#### What is required:
Please answer from the text on self-control tasks: in the reverse-reward paradigm, which food set did the chimpanzees have to select to receive the larger set for themselves?
+++ Source document
The use of tokens in self-control tasks has a number of advantages, including that it allows one to assess more “symbolic” choice behavior once subjects learn the value of tokens that, in and of themselves, have no inherent or prepotent appetitive qualities or other physically appealing properties. This point was perhaps most notably expressed in the reverse-reward paradigm in which chimpanzees were required to indicate the food set that would be given to a partner animal (Boysen and Berntson 1995). In essence, the chimpanzees had to learn to select the smaller of two food sets in order to receive the larger food set for themselves. This task only was successful with the introduction of symbolic icons (much like tokens), further supporting the notion that iconic symbols and tokens do not carry the same appetitive qualities and prepotency that actual food items carry. However, if one wants to look at a more tempting and motivationally challenging self-control test that involves exchange, one can use food items as the stimuli that are given to subjects. In these tests, animals are given a particular type (or size) of a food and then offered the chance to exchange that uneaten food for a different food item immediately or after some delay. To obtain the best item, the animal must inhibit eating the food that is in its possession. Thus, this task explicitly requires delay of gratification as in the famous marshmallow test (e.g., Mischel 2014) in which food items were always present but had to be ignored or avoided by children in order for better (or more) food to be obtained later.
++++++
+++ Records
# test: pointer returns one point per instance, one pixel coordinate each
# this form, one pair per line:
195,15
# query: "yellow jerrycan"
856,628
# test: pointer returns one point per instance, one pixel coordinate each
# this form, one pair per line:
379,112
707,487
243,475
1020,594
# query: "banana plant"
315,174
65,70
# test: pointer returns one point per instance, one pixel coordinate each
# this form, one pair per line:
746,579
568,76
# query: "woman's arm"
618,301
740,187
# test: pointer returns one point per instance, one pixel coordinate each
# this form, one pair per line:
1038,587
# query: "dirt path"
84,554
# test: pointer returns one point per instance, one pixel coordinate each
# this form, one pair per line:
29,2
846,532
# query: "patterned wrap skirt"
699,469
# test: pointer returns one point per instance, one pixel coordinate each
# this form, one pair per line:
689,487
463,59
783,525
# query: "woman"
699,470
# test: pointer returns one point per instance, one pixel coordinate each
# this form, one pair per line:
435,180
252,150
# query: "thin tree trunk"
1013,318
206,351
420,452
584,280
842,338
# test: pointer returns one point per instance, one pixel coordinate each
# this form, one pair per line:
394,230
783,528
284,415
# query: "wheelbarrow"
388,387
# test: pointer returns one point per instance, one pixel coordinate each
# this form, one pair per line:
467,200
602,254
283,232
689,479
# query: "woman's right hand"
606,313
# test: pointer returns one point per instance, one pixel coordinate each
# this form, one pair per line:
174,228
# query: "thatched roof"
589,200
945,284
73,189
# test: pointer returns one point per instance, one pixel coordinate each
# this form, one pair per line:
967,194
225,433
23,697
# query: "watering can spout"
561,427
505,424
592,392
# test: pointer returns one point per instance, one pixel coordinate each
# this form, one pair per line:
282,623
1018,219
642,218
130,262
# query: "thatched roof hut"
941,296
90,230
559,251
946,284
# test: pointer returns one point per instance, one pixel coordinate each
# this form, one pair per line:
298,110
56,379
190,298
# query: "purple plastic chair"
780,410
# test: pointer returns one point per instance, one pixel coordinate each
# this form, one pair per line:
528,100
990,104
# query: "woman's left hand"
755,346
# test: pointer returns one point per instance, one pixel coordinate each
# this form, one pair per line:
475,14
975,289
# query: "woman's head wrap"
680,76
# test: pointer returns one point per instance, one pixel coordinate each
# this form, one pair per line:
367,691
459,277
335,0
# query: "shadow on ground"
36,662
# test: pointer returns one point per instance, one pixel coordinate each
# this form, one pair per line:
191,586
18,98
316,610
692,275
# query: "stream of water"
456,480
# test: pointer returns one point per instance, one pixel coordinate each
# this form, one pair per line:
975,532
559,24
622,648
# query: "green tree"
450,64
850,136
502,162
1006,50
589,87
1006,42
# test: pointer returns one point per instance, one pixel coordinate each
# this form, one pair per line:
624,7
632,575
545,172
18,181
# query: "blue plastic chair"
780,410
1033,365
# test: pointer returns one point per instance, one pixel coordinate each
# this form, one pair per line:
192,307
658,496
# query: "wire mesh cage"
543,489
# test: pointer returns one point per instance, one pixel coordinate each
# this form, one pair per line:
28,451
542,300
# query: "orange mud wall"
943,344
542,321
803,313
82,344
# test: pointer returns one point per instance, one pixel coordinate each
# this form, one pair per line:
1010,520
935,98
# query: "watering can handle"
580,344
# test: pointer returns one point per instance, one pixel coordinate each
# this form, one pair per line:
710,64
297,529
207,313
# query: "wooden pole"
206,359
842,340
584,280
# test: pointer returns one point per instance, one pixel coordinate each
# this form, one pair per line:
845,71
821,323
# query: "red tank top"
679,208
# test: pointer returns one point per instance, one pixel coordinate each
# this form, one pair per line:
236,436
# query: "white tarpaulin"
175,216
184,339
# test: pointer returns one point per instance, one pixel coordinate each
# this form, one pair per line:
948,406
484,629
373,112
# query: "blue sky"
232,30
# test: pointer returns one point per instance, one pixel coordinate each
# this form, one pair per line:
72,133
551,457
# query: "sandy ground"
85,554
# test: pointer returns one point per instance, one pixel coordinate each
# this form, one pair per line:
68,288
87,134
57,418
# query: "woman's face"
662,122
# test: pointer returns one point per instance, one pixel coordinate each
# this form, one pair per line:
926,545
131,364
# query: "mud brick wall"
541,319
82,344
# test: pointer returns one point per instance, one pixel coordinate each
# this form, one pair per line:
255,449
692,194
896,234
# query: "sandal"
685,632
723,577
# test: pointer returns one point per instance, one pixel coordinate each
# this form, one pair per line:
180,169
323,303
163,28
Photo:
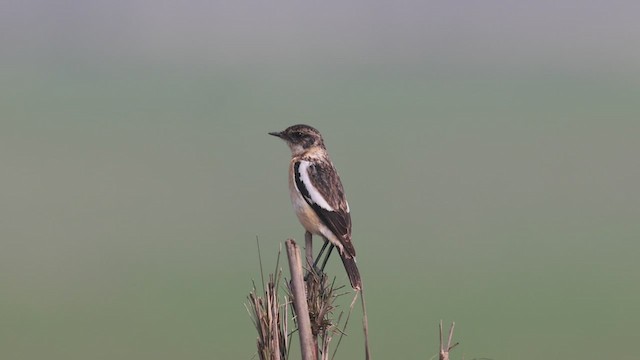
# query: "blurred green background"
489,152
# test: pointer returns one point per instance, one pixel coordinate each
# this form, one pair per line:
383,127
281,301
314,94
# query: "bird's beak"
277,134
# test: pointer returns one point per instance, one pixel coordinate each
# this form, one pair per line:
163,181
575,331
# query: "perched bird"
317,195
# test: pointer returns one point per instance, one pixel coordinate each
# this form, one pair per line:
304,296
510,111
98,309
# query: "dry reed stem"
307,348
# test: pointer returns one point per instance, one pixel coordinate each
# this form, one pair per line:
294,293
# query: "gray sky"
587,35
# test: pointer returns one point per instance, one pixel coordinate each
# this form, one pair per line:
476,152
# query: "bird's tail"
352,271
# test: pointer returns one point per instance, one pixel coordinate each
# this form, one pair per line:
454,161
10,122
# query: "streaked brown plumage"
317,194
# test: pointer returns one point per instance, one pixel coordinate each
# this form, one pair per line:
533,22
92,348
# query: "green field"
132,197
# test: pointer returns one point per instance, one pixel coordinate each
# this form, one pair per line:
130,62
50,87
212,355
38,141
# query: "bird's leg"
324,246
308,247
324,263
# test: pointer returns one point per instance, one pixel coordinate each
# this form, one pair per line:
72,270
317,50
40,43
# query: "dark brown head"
300,138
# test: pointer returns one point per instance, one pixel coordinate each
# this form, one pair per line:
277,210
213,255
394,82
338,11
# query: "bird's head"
300,138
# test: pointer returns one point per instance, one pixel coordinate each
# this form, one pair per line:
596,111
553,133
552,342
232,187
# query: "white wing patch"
316,197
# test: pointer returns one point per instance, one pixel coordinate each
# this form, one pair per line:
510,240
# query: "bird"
318,197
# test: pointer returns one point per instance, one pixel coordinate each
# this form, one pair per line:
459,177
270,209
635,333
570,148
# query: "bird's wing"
320,185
++++++
#### Reply to the task:
The smaller of the two food sets.